§ Consigne A
Recopiez à l'identique un passage de la critique de The Rider figurant ci-dessous. Commencez aux mots « THE RIDER n’est » et arrêtez-vous après « le héros déchu. ».
§ Consigne B
Répondez aux questions suivantes à partir de la critique de The Rider figurant ci-dessous.
(i) Quel objet le film cadre-t-il en gros plan ?
(ii) À quel personnage de LES RAISINS DE LA COLERE les attitudes de Brady font-elles penser ?
(iii) Qui incarne Brady dans le film ?

§ Texte à lire
- - -

The Rider

Il y a absolument tous les ingrédients pour imaginer un western américain : la plaine, le cow-boy, les chevaux et la musique. Tout le décor, toute l’ambiance, et tout le quotidien des personnages sont au goût du Far West, qui résonne encore dans le paysage. Sauf que ce Far West est désormais un fantôme auquel les personnages s’accrochent. THE RIDER capte un univers qui disparaît petit à petit, avec le genre western qui n’est plus qu’une influence. A travers de multiples symboles (la selle presque vendue cadrée en gros plan, le chapeau, les vêtements, les habitations isolées, etc…), Chloé Zhao filme les dernières traces du Far West et des westerns. A travers la blessure du jeune protagoniste, le film explore les cendres d’un univers laissé pour compte, tenant difficilement sur ses pattes, avec un besoin intérieur profond de l’embrasser à nouveau.

THE RIDER n’est pas un western, autant qu’il n’est pas un film sur le Far West. Il s’agit d’un anti western, d’une recherche sur ce qui reste d’une atmosphère qui a fait l’essence d’un pays. Ainsi, Chloé Zhao renverse complètement le schéma du western classique. Même le titre est trompeur, car il n’y a véritablement aucune scène de grand galop impressionnant. Le film peut faire penser à des personnages issus des oeuvres de John Ford. On ne peut, par exemple, que penser au fameux Tom Joad de LES RAISINS DE LA COLERE (The Grapes of Wrath) dans les attitudes de Brady. L’acteur amateur, qui incarne son propre rôle, a une figure de cinéma dans sa manière de représenter le héros impuissant, le héros déchu.

- - -

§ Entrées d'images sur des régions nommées
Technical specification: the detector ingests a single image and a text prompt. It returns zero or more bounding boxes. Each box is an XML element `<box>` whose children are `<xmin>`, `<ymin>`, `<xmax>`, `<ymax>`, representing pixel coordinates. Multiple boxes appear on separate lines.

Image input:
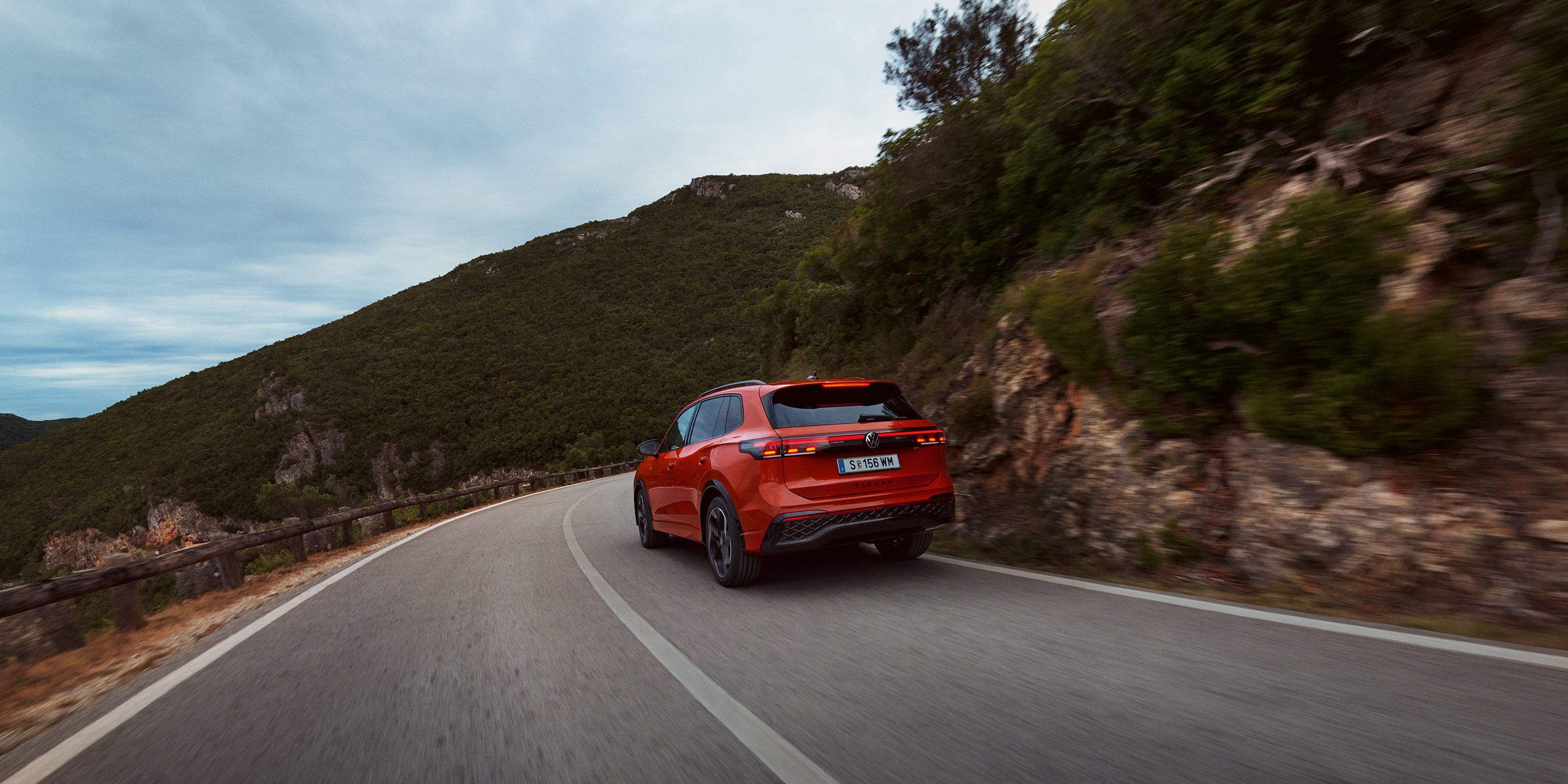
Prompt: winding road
<box><xmin>0</xmin><ymin>475</ymin><xmax>1568</xmax><ymax>784</ymax></box>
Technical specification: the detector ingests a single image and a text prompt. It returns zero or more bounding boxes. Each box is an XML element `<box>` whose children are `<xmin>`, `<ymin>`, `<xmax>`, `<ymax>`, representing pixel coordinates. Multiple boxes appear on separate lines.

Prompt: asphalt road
<box><xmin>0</xmin><ymin>477</ymin><xmax>1568</xmax><ymax>784</ymax></box>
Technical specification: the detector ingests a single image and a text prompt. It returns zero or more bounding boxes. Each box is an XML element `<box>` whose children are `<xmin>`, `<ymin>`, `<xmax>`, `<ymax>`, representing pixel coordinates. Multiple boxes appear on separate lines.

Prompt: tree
<box><xmin>883</xmin><ymin>0</ymin><xmax>1035</xmax><ymax>111</ymax></box>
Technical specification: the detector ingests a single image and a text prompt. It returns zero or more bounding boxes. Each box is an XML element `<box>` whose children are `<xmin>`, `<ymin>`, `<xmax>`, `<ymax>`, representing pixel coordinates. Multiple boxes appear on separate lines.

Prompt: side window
<box><xmin>690</xmin><ymin>395</ymin><xmax>729</xmax><ymax>444</ymax></box>
<box><xmin>718</xmin><ymin>395</ymin><xmax>745</xmax><ymax>436</ymax></box>
<box><xmin>658</xmin><ymin>406</ymin><xmax>696</xmax><ymax>452</ymax></box>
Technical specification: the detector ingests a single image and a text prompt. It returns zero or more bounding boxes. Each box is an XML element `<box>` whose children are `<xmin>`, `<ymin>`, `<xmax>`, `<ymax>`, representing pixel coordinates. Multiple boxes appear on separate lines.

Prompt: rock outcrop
<box><xmin>938</xmin><ymin>317</ymin><xmax>1568</xmax><ymax>623</ymax></box>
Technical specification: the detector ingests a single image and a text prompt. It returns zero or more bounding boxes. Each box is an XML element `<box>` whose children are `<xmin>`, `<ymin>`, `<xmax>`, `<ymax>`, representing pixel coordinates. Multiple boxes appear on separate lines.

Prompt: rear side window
<box><xmin>658</xmin><ymin>406</ymin><xmax>696</xmax><ymax>452</ymax></box>
<box><xmin>762</xmin><ymin>381</ymin><xmax>920</xmax><ymax>428</ymax></box>
<box><xmin>719</xmin><ymin>395</ymin><xmax>747</xmax><ymax>434</ymax></box>
<box><xmin>687</xmin><ymin>395</ymin><xmax>740</xmax><ymax>444</ymax></box>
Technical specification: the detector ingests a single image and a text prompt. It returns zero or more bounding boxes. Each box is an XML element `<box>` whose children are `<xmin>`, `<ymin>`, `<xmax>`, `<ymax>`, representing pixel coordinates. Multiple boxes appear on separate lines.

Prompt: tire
<box><xmin>877</xmin><ymin>531</ymin><xmax>931</xmax><ymax>562</ymax></box>
<box><xmin>632</xmin><ymin>486</ymin><xmax>670</xmax><ymax>550</ymax></box>
<box><xmin>702</xmin><ymin>495</ymin><xmax>762</xmax><ymax>588</ymax></box>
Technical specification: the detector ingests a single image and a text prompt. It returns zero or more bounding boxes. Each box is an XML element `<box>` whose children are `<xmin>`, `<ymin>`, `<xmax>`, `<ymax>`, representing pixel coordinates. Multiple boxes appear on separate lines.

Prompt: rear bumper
<box><xmin>762</xmin><ymin>493</ymin><xmax>953</xmax><ymax>555</ymax></box>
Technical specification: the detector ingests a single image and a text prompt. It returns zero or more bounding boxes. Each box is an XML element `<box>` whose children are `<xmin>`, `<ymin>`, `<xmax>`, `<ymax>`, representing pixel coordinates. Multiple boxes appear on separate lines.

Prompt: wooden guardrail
<box><xmin>0</xmin><ymin>461</ymin><xmax>638</xmax><ymax>617</ymax></box>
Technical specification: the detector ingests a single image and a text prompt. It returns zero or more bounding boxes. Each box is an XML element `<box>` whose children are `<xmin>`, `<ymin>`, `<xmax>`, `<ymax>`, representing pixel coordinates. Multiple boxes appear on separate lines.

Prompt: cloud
<box><xmin>0</xmin><ymin>0</ymin><xmax>1060</xmax><ymax>417</ymax></box>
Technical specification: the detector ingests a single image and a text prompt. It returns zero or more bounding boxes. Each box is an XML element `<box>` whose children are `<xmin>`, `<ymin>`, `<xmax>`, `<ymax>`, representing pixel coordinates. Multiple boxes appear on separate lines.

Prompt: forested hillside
<box><xmin>764</xmin><ymin>0</ymin><xmax>1568</xmax><ymax>624</ymax></box>
<box><xmin>0</xmin><ymin>414</ymin><xmax>75</xmax><ymax>449</ymax></box>
<box><xmin>0</xmin><ymin>173</ymin><xmax>854</xmax><ymax>575</ymax></box>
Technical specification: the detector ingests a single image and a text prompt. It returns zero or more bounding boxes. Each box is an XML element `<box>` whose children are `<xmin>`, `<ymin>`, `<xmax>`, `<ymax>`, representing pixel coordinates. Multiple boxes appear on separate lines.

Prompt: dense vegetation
<box><xmin>0</xmin><ymin>414</ymin><xmax>77</xmax><ymax>449</ymax></box>
<box><xmin>0</xmin><ymin>176</ymin><xmax>851</xmax><ymax>575</ymax></box>
<box><xmin>767</xmin><ymin>0</ymin><xmax>1568</xmax><ymax>455</ymax></box>
<box><xmin>770</xmin><ymin>0</ymin><xmax>1518</xmax><ymax>368</ymax></box>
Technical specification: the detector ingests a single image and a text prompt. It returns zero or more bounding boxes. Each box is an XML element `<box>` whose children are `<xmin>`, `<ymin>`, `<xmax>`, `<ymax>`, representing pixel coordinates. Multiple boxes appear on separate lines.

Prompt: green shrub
<box><xmin>1226</xmin><ymin>188</ymin><xmax>1403</xmax><ymax>375</ymax></box>
<box><xmin>1247</xmin><ymin>311</ymin><xmax>1480</xmax><ymax>456</ymax></box>
<box><xmin>1160</xmin><ymin>521</ymin><xmax>1206</xmax><ymax>563</ymax></box>
<box><xmin>1025</xmin><ymin>254</ymin><xmax>1110</xmax><ymax>386</ymax></box>
<box><xmin>255</xmin><ymin>481</ymin><xmax>336</xmax><ymax>521</ymax></box>
<box><xmin>1132</xmin><ymin>531</ymin><xmax>1165</xmax><ymax>572</ymax></box>
<box><xmin>245</xmin><ymin>547</ymin><xmax>293</xmax><ymax>575</ymax></box>
<box><xmin>950</xmin><ymin>376</ymin><xmax>996</xmax><ymax>437</ymax></box>
<box><xmin>1121</xmin><ymin>221</ymin><xmax>1247</xmax><ymax>434</ymax></box>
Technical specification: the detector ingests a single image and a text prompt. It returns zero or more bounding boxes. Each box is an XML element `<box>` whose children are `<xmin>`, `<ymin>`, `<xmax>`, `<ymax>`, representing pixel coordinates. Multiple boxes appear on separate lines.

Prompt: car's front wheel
<box><xmin>702</xmin><ymin>495</ymin><xmax>762</xmax><ymax>588</ymax></box>
<box><xmin>877</xmin><ymin>531</ymin><xmax>931</xmax><ymax>562</ymax></box>
<box><xmin>632</xmin><ymin>486</ymin><xmax>670</xmax><ymax>550</ymax></box>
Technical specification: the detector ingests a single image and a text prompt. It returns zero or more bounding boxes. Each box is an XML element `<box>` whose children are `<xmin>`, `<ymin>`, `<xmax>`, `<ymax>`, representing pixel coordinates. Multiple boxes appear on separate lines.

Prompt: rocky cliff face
<box><xmin>949</xmin><ymin>317</ymin><xmax>1568</xmax><ymax>623</ymax></box>
<box><xmin>931</xmin><ymin>21</ymin><xmax>1568</xmax><ymax>623</ymax></box>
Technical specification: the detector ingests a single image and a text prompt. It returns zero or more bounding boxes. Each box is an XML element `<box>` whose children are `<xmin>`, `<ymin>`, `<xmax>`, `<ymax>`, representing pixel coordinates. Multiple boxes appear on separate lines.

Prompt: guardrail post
<box><xmin>104</xmin><ymin>552</ymin><xmax>148</xmax><ymax>632</ymax></box>
<box><xmin>213</xmin><ymin>552</ymin><xmax>245</xmax><ymax>588</ymax></box>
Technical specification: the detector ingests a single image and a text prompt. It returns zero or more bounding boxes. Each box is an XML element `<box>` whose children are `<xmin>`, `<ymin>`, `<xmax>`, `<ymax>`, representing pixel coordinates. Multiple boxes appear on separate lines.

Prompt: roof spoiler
<box><xmin>698</xmin><ymin>378</ymin><xmax>767</xmax><ymax>397</ymax></box>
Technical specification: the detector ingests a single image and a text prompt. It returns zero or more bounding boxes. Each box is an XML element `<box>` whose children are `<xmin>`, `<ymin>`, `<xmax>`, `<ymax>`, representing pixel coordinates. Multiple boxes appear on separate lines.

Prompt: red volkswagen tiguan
<box><xmin>632</xmin><ymin>378</ymin><xmax>953</xmax><ymax>587</ymax></box>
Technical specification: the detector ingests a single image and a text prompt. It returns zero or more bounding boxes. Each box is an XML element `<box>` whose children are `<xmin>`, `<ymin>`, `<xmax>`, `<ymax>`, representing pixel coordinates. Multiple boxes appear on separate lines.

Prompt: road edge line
<box><xmin>3</xmin><ymin>477</ymin><xmax>609</xmax><ymax>784</ymax></box>
<box><xmin>561</xmin><ymin>494</ymin><xmax>837</xmax><ymax>784</ymax></box>
<box><xmin>927</xmin><ymin>554</ymin><xmax>1568</xmax><ymax>669</ymax></box>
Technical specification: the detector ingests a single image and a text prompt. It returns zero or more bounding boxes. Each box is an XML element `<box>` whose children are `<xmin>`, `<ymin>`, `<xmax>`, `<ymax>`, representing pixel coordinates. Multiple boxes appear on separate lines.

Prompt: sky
<box><xmin>0</xmin><ymin>0</ymin><xmax>1053</xmax><ymax>419</ymax></box>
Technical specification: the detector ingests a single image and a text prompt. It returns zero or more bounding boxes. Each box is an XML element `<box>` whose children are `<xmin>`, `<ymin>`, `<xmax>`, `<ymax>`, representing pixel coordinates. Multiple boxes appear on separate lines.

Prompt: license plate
<box><xmin>839</xmin><ymin>455</ymin><xmax>898</xmax><ymax>473</ymax></box>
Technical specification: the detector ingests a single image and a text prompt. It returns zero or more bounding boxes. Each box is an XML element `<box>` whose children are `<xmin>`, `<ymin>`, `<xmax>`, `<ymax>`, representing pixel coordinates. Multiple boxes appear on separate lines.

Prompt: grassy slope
<box><xmin>0</xmin><ymin>414</ymin><xmax>77</xmax><ymax>449</ymax></box>
<box><xmin>0</xmin><ymin>174</ymin><xmax>851</xmax><ymax>575</ymax></box>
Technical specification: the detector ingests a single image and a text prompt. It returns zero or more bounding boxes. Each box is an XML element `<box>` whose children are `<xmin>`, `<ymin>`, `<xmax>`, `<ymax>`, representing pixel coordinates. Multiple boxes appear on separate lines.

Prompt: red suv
<box><xmin>632</xmin><ymin>378</ymin><xmax>953</xmax><ymax>587</ymax></box>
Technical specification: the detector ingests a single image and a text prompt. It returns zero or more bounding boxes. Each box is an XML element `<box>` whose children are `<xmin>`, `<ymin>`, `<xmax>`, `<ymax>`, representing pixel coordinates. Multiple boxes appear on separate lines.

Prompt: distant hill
<box><xmin>0</xmin><ymin>173</ymin><xmax>864</xmax><ymax>575</ymax></box>
<box><xmin>0</xmin><ymin>414</ymin><xmax>82</xmax><ymax>449</ymax></box>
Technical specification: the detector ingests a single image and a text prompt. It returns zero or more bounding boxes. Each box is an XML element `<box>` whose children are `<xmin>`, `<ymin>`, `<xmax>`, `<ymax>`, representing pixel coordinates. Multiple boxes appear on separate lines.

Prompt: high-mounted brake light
<box><xmin>740</xmin><ymin>428</ymin><xmax>947</xmax><ymax>460</ymax></box>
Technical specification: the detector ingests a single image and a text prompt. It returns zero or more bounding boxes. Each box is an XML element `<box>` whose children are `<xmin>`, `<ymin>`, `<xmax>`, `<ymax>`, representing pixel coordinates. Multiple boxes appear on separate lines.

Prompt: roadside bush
<box><xmin>255</xmin><ymin>481</ymin><xmax>336</xmax><ymax>521</ymax></box>
<box><xmin>1226</xmin><ymin>188</ymin><xmax>1403</xmax><ymax>376</ymax></box>
<box><xmin>245</xmin><ymin>547</ymin><xmax>293</xmax><ymax>575</ymax></box>
<box><xmin>1121</xmin><ymin>189</ymin><xmax>1479</xmax><ymax>455</ymax></box>
<box><xmin>950</xmin><ymin>376</ymin><xmax>996</xmax><ymax>437</ymax></box>
<box><xmin>1121</xmin><ymin>221</ymin><xmax>1247</xmax><ymax>434</ymax></box>
<box><xmin>1024</xmin><ymin>254</ymin><xmax>1110</xmax><ymax>386</ymax></box>
<box><xmin>1247</xmin><ymin>311</ymin><xmax>1480</xmax><ymax>456</ymax></box>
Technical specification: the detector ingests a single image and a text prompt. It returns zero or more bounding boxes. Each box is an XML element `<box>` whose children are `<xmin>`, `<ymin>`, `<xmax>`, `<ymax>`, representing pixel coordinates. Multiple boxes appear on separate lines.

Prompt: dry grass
<box><xmin>0</xmin><ymin>510</ymin><xmax>470</xmax><ymax>754</ymax></box>
<box><xmin>931</xmin><ymin>539</ymin><xmax>1568</xmax><ymax>651</ymax></box>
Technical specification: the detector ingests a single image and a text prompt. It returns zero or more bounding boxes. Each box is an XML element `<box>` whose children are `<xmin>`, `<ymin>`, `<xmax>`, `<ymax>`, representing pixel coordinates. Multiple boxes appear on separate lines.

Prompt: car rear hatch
<box><xmin>749</xmin><ymin>381</ymin><xmax>947</xmax><ymax>498</ymax></box>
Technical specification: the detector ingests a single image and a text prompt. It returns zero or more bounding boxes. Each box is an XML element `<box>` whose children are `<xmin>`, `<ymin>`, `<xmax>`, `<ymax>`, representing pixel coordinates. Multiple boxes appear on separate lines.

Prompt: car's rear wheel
<box><xmin>877</xmin><ymin>531</ymin><xmax>931</xmax><ymax>562</ymax></box>
<box><xmin>702</xmin><ymin>495</ymin><xmax>762</xmax><ymax>588</ymax></box>
<box><xmin>632</xmin><ymin>488</ymin><xmax>670</xmax><ymax>550</ymax></box>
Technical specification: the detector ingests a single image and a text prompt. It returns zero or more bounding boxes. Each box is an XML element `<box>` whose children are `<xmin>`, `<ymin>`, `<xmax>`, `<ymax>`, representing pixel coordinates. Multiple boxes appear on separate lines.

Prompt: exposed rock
<box><xmin>255</xmin><ymin>376</ymin><xmax>306</xmax><ymax>419</ymax></box>
<box><xmin>1378</xmin><ymin>221</ymin><xmax>1458</xmax><ymax>307</ymax></box>
<box><xmin>0</xmin><ymin>602</ymin><xmax>86</xmax><ymax>666</ymax></box>
<box><xmin>1221</xmin><ymin>174</ymin><xmax>1316</xmax><ymax>260</ymax></box>
<box><xmin>1476</xmin><ymin>276</ymin><xmax>1568</xmax><ymax>360</ymax></box>
<box><xmin>687</xmin><ymin>177</ymin><xmax>734</xmax><ymax>199</ymax></box>
<box><xmin>1524</xmin><ymin>521</ymin><xmax>1568</xmax><ymax>544</ymax></box>
<box><xmin>1383</xmin><ymin>177</ymin><xmax>1447</xmax><ymax>215</ymax></box>
<box><xmin>821</xmin><ymin>180</ymin><xmax>864</xmax><ymax>201</ymax></box>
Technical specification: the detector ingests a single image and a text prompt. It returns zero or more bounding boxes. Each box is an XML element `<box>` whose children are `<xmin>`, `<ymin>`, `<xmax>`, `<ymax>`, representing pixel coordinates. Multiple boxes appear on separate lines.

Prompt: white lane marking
<box><xmin>561</xmin><ymin>495</ymin><xmax>837</xmax><ymax>784</ymax></box>
<box><xmin>927</xmin><ymin>555</ymin><xmax>1568</xmax><ymax>669</ymax></box>
<box><xmin>5</xmin><ymin>477</ymin><xmax>609</xmax><ymax>784</ymax></box>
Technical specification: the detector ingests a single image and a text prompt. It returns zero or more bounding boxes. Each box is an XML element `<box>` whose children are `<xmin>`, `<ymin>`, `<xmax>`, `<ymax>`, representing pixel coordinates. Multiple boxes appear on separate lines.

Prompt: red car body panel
<box><xmin>637</xmin><ymin>380</ymin><xmax>953</xmax><ymax>554</ymax></box>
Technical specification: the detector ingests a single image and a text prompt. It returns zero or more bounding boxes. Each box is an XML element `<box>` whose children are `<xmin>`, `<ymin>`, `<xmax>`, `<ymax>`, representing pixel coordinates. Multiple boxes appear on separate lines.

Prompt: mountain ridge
<box><xmin>0</xmin><ymin>174</ymin><xmax>858</xmax><ymax>575</ymax></box>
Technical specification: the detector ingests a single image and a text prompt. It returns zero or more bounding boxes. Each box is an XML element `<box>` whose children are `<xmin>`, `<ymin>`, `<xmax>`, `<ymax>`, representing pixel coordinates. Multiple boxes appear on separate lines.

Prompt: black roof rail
<box><xmin>698</xmin><ymin>378</ymin><xmax>767</xmax><ymax>397</ymax></box>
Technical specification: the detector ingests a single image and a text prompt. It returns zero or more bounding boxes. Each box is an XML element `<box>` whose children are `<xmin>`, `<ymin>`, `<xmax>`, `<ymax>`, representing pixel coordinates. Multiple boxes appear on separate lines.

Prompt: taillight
<box><xmin>740</xmin><ymin>439</ymin><xmax>784</xmax><ymax>460</ymax></box>
<box><xmin>740</xmin><ymin>428</ymin><xmax>947</xmax><ymax>460</ymax></box>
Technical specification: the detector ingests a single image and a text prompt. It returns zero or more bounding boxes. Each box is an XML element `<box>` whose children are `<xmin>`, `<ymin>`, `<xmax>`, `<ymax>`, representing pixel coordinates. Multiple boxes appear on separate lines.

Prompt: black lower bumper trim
<box><xmin>762</xmin><ymin>494</ymin><xmax>953</xmax><ymax>555</ymax></box>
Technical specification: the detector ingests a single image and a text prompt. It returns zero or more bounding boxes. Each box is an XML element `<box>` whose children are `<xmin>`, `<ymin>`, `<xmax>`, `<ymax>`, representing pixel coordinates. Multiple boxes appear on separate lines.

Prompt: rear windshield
<box><xmin>765</xmin><ymin>383</ymin><xmax>920</xmax><ymax>428</ymax></box>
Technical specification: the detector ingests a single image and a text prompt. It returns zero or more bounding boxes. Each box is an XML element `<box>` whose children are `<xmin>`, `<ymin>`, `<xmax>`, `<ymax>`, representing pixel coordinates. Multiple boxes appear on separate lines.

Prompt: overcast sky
<box><xmin>0</xmin><ymin>0</ymin><xmax>1053</xmax><ymax>419</ymax></box>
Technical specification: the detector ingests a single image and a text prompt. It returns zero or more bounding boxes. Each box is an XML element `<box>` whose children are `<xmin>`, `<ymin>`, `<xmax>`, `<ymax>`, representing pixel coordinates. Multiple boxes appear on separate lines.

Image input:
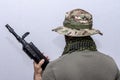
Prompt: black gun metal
<box><xmin>5</xmin><ymin>24</ymin><xmax>49</xmax><ymax>70</ymax></box>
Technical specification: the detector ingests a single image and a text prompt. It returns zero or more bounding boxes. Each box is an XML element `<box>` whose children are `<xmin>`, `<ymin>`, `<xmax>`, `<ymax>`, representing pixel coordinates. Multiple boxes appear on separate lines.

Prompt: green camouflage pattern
<box><xmin>53</xmin><ymin>9</ymin><xmax>102</xmax><ymax>37</ymax></box>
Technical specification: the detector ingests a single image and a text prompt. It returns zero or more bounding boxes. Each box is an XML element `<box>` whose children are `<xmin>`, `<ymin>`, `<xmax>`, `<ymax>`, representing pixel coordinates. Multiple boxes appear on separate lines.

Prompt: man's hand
<box><xmin>33</xmin><ymin>59</ymin><xmax>44</xmax><ymax>80</ymax></box>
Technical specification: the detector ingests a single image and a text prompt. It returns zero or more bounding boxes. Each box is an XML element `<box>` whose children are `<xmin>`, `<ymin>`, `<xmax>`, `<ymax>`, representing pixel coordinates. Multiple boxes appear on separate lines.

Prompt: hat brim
<box><xmin>52</xmin><ymin>26</ymin><xmax>103</xmax><ymax>37</ymax></box>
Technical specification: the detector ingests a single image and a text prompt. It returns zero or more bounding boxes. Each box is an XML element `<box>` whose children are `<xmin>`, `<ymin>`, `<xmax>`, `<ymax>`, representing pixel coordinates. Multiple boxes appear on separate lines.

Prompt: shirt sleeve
<box><xmin>42</xmin><ymin>64</ymin><xmax>56</xmax><ymax>80</ymax></box>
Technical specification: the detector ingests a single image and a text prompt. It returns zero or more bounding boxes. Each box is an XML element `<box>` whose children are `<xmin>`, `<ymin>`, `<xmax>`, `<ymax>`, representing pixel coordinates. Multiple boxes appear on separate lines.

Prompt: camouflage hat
<box><xmin>53</xmin><ymin>9</ymin><xmax>102</xmax><ymax>37</ymax></box>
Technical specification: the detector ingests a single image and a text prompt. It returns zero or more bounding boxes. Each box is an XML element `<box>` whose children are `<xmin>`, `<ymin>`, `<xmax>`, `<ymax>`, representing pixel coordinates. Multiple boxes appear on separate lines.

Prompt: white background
<box><xmin>0</xmin><ymin>0</ymin><xmax>120</xmax><ymax>80</ymax></box>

- - -

§ Corrigé A
THE RIDER n’est pas un western, autant qu’il n’est pas un film sur le Far West. Il s’agit d’un anti western, d’une recherche sur ce qui reste d’une atmosphère qui a fait l’essence d’un pays. Ainsi, Chloé Zhao renverse complètement le schéma du western classique. Même le titre est trompeur, car il n’y a véritablement aucune scène de grand galop impressionnant. Le film peut faire penser à des personnages issus des oeuvres de John Ford. On ne peut, par exemple, que penser au fameux Tom Joad de LES RAISINS DE LA COLERE (The Grapes of Wrath) dans les attitudes de Brady. L’acteur amateur, qui incarne son propre rôle, a une figure de cinéma dans sa manière de représenter le héros impuissant, le héros déchu.

§ Corrigé B
(i) La selle presque vendue.
(ii) Tom Joad.
(iii) Un acteur amateur, qui joue son propre rôle.